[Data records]
"""

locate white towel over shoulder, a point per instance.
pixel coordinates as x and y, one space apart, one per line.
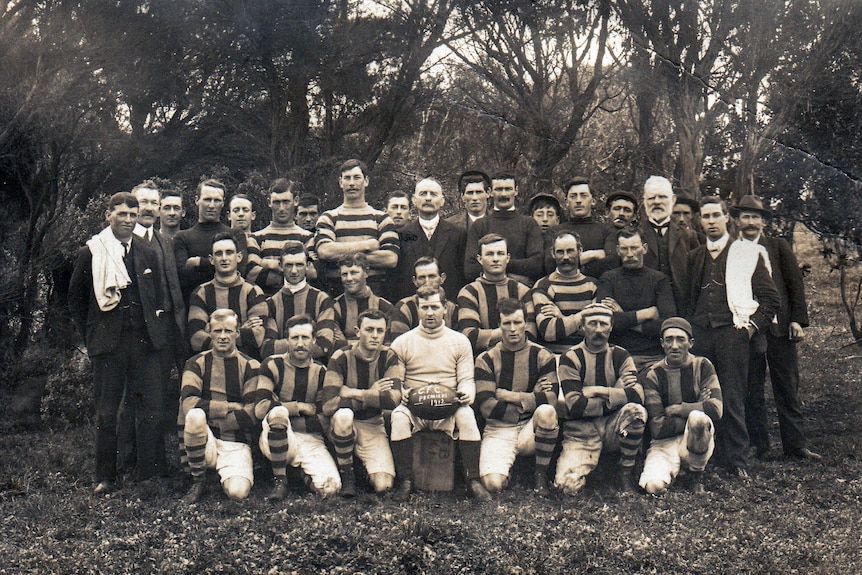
741 262
109 271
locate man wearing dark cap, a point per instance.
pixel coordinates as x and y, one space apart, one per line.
683 399
731 297
597 238
622 209
782 336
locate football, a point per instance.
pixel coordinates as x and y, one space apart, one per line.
433 401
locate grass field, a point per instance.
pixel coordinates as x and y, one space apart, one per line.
791 517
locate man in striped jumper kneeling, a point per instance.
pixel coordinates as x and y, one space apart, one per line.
683 399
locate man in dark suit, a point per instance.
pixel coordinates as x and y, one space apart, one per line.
781 339
116 300
731 298
668 243
430 235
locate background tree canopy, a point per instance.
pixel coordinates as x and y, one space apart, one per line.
738 96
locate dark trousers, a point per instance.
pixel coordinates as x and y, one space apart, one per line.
728 349
133 369
783 365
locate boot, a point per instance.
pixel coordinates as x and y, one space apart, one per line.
279 489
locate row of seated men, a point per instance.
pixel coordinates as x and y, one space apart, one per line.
556 302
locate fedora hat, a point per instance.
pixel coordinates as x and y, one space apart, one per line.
750 203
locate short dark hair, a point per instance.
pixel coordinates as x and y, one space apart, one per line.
353 163
281 186
426 261
212 183
357 259
224 236
306 200
509 305
490 239
122 198
473 177
371 313
292 247
300 319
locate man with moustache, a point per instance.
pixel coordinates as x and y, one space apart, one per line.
731 298
192 246
430 235
116 300
560 297
641 299
669 245
523 237
782 337
171 213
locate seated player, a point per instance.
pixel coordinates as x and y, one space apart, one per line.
405 315
604 404
357 297
683 399
298 297
227 290
433 353
359 385
288 388
477 302
217 411
516 392
560 296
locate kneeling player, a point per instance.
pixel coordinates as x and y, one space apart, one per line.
217 410
604 402
433 353
516 390
287 402
683 398
359 384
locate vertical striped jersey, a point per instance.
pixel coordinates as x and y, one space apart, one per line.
518 371
695 382
284 305
349 369
282 383
245 299
225 388
570 295
579 368
477 309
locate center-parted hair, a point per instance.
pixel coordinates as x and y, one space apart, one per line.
357 259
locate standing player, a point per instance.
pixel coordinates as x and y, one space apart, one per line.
288 390
360 383
683 400
604 404
217 411
516 392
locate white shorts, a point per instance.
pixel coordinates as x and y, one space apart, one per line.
229 458
308 451
502 443
372 445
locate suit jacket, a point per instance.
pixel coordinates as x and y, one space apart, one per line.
102 329
447 245
788 282
680 243
762 286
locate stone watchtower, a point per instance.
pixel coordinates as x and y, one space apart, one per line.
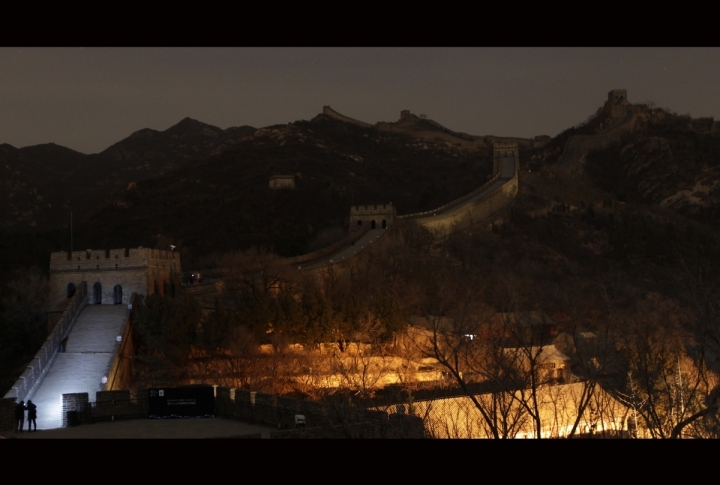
503 154
282 182
379 216
616 103
113 275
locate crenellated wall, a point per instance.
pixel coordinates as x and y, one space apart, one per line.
328 111
29 380
495 194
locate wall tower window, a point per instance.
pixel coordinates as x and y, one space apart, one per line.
97 293
117 295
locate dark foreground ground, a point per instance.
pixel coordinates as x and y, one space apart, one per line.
151 428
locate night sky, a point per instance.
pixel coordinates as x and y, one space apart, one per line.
89 98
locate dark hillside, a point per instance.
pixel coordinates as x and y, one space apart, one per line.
668 160
223 203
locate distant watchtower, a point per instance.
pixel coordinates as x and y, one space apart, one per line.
502 152
616 103
379 216
282 182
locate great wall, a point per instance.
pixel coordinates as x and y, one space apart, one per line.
61 367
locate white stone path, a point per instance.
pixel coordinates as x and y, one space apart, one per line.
89 353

"""

# Exercise task
Find the line that contains "locate dark foreground". Repeat it and every line after it, exactly as written, up to and including the last line of the records above.

# Full answer
locate dark foreground ground, a point per instance.
pixel coordinates as x and y, one space apart, one per line.
151 428
locate night sky, a point per instance.
pixel coordinates as x and y, one space apart, one per line.
89 98
locate dark hillside, a point per instance.
pixel coordinates as x and y, one space apart, one per line.
668 160
223 203
locate distant watchtower, a point per instance.
pixel coordinates as x and y, one space apart, one per line.
502 152
616 103
379 216
282 182
locate great wall, a point per instance.
pixel coordinates as x and y, one space apart, one per line.
61 367
locate white stone path, a point per instance.
pixel coordinates as x and y, one space apart, one per line.
89 353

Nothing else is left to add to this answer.